### ACTION ITEM:
Set each entry down exactly as written.

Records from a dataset
★ ★ ★ ★ ★

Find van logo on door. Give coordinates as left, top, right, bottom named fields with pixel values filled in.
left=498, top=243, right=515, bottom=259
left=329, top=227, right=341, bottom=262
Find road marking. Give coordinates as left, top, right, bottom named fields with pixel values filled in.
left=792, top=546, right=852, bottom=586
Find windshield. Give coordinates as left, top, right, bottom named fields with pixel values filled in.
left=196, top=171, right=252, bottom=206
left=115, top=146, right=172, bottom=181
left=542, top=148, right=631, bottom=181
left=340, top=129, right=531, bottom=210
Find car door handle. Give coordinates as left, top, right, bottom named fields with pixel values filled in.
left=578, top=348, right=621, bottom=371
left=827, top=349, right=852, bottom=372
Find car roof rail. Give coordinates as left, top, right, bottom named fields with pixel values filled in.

★ ★ ★ ★ ★

### ANSWER TO THIS TASK:
Find van logo on door. Give coordinates as left, top, right, bottom named fields with pixel values filled in.
left=498, top=243, right=515, bottom=259
left=329, top=227, right=341, bottom=262
Find road marking. Give coordinates as left, top, right, bottom named fields with pixel values filled in.
left=792, top=546, right=852, bottom=586
Find windshield. Give coordinates as left, top, right, bottom named fields with pixel values filled in.
left=196, top=171, right=252, bottom=206
left=115, top=146, right=172, bottom=181
left=542, top=148, right=631, bottom=181
left=340, top=129, right=531, bottom=210
Find car door handle. Give coordinates as left, top, right, bottom named fields with pixel values filled in.
left=578, top=348, right=621, bottom=371
left=827, top=349, right=852, bottom=372
Find car roof rail. Give coordinates as left, top, right, bottom named fields with pixel values filled in.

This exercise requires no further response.